**Your instructions:** Rewrite the part of the Ultraviolence conversation from "One thing I" to "in her romanticism.", putting "pulp paperbacks" in place of "romance novels".

**Source extract:**
####

15.7.14

Everything We Love About Ultraviolence


Our special guest columnist today is David Brothers, who co-writes the amazing blog 4thletter! and who has the distinction of probably being the #1 most-beloved-by-Strawberry Fields Whatever individual on all of the Internet/planet. Apparently David was partly inspired to start listening to Lana Del Rey after reading a silly post I wrote about sea anemones last year, so I thought it would be cool to rope him into talking about everything we love about Ultraviolence here, at great length. What follows is our Lana convo, with thoughts on funeral soundtracks, Memphis hip-hop, romance novels, role-playing, weird jogging, and unabashed lameness. You can also find David at I Am David Brothers Dot Com, as well as on Twitter. -Liz

i. HER BEAUTIFUL DARK TWISTED FANTASY

DAVID: My first reaction, when I sat down to think about Ultraviolence, was that it's an album with a lot of songs about love that are delivered in an unromantic way, sometimes deeply so. It's just a feeling right now, one I'm still trying to suss out, but it's real fascinating to me. I'm used to the standard romantic mode for love songs, where you build up your buttercup because you love them so much. The relationships she sings about are in the past tense or sound more like a power struggle than a partnership.
       I think that's part of what makes the album feel as dark as it does, the way so many of her lovers or relationships are painful or beneath her or gone. I felt like a lot of the songs on Born to Die upended the usual love song format, throwing a knowing slow wink and sly smile into the proceedings and giving the songs a little extra fat to chew on. This album takes it a step further, making me feel like Del Rey isn't above romance, exactly, but she's definitely over it.



LIZ: That's really funny and cool to me, because in my mind Ultraviolence is super-romantic. I think so much of why I love Lana Del Rey, and Ultraviolence especially, is she lets me access this teenaged part of myself that's obsessed by semi-trashy love stories with an almost-tragic bent to them. In particular I'm thinking of this Alice Hoffman novel from 1977 that I loved when I was 14 - it's called Property Of and it's about a girl who falls in love with a drag-racing junkie and ends up strung out too; I read it so many times as a kid that the cover fell off. Reading the opening paragraph of this New York Times review of that book (about how Alice Hoffman "views life as if through the jagged prisms of a broken whisky bottle or a haze of heroin" and how "[a]lthough much of her material is familiar - the corner candy store, warring teenage gangs, leather jackets, young love in customized cars, dope and disaster - she brings a fierce personal intensity to it"), it's like the critic could be talking about Lana Del Rey.
      One thing I appreciate about LDR is how her songs are like semi-trashy/almost-tragic romance novels in song form, and most of that appreciation's got to do with my wanting kids today to get their imaginations fed in a way that's dark and fucked-up but ultimately gunning for some sort of transcendence. I mean I know that the youth of today have their dystopian YA books and their vampire shows, but that kind of reality-bending seems so constrictive. The danger and desperation in those stories is all so tense, but there is nothing tense about Ultraviolence. Lana Del Rey's un-tense enough to the point of being asleep, because everything is all a dream. She's singing about all these bad men and even though there's some uncomfortable-making shit going on, experiencing herself through bad men is her way of trying on different selves. There's so much possibility in her romanticism.

####

**Material shown:**
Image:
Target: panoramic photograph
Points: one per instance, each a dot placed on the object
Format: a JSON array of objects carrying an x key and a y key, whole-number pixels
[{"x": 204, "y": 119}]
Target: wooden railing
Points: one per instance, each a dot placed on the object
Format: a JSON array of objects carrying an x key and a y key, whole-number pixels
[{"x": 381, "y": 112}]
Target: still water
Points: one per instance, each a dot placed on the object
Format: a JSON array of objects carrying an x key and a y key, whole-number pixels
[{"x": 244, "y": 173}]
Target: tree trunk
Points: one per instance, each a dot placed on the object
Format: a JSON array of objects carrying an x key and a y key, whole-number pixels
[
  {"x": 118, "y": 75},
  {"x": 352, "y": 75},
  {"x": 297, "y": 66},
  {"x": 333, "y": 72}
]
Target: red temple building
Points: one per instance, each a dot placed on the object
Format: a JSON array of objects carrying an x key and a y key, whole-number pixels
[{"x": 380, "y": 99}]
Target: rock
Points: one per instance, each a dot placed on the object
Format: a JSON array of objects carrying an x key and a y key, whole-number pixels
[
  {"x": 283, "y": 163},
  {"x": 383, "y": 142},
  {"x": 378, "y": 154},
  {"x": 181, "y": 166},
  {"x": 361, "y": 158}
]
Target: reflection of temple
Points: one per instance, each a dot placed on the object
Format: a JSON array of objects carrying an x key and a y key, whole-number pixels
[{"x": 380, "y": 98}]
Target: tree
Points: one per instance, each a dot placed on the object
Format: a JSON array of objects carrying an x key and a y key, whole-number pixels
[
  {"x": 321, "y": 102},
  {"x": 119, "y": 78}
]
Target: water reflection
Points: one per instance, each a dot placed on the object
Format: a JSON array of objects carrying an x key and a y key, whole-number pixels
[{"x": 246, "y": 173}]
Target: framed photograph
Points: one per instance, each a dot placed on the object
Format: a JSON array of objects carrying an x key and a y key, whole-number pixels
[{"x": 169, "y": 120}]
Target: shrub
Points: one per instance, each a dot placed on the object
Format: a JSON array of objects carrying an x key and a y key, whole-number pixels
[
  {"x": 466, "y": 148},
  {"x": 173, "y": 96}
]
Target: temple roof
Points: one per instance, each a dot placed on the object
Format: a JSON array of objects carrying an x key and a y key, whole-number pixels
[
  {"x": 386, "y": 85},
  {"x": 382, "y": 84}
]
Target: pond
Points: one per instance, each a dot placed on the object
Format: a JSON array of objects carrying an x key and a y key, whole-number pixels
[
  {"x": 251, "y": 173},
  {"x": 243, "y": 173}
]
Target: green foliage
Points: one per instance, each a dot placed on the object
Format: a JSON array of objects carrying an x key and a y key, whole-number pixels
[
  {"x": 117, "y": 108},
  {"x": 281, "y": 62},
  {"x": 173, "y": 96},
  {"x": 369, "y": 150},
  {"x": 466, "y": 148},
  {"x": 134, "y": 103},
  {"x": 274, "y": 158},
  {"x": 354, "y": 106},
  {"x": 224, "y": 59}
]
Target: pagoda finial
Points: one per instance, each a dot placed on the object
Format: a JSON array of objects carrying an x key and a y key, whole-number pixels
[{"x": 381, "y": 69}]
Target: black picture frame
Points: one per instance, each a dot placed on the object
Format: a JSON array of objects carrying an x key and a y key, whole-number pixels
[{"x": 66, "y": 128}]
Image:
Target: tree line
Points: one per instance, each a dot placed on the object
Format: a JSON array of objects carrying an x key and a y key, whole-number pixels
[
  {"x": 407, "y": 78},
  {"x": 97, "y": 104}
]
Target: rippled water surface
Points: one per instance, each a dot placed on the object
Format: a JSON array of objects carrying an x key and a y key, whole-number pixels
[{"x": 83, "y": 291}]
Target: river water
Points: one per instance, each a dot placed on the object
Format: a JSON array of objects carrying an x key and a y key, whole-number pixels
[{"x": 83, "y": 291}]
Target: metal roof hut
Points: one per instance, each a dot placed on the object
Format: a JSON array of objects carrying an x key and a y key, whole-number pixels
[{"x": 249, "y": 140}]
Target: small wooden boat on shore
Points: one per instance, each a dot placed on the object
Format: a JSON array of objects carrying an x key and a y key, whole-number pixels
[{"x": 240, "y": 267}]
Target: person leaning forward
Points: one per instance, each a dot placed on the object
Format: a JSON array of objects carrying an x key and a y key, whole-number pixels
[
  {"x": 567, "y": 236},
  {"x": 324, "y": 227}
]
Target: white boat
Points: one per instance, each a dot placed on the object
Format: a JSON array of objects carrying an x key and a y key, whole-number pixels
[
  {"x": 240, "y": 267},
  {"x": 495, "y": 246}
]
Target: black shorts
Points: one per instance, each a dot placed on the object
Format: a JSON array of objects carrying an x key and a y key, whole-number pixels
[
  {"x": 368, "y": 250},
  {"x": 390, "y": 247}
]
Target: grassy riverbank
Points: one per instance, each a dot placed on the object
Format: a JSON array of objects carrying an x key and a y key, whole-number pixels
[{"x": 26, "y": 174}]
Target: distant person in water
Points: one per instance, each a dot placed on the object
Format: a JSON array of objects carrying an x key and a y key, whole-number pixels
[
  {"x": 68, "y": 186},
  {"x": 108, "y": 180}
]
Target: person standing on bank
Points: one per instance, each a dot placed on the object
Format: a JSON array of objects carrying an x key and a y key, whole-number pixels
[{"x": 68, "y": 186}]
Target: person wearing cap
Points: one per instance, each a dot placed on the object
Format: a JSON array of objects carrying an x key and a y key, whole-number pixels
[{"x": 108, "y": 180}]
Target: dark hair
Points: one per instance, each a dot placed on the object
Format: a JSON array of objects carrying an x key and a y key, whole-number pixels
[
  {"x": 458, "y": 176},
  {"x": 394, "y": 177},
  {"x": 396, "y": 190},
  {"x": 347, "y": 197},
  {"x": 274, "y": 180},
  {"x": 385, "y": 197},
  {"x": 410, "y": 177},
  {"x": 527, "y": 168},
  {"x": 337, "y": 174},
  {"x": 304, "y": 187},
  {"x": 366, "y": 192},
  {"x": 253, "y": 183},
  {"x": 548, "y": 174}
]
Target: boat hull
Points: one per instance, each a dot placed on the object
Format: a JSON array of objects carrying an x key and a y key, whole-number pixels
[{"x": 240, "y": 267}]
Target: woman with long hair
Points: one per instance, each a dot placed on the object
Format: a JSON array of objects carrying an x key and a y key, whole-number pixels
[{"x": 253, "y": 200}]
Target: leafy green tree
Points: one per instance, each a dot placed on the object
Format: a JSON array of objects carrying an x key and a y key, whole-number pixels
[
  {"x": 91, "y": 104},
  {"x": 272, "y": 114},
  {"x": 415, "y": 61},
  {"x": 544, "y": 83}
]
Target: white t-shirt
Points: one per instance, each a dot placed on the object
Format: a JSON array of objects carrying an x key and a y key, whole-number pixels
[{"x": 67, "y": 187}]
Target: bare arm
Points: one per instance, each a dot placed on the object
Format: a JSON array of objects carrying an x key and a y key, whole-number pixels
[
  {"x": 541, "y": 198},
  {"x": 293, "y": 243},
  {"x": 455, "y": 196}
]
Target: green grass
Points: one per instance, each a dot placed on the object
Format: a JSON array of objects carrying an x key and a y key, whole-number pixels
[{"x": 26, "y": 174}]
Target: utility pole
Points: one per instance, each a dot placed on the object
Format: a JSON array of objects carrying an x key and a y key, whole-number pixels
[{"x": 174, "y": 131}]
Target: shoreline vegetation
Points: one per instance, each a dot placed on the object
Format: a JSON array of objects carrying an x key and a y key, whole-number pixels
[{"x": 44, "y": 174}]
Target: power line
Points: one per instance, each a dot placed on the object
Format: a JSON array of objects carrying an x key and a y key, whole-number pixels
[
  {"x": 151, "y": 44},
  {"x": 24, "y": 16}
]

####

**Solution to this task:**
One thing I appreciate about LDR is how her songs are like semi-trashy/almost-tragic pulp paperbacks in song form, and most of that appreciation's got to do with my wanting kids today to get their imaginations fed in a way that's dark and fucked-up but ultimately gunning for some sort of transcendence. I mean I know that the youth of today have their dystopian YA books and their vampire shows, but that kind of reality-bending seems so constrictive. The danger and desperation in those stories is all so tense, but there is nothing tense about Ultraviolence. Lana Del Rey's un-tense enough to the point of being asleep, because everything is all a dream. She's singing about all these bad men and even though there's some uncomfortable-making shit going on, experiencing herself through bad men is her way of trying on different selves. There's so much possibility in her romanticism.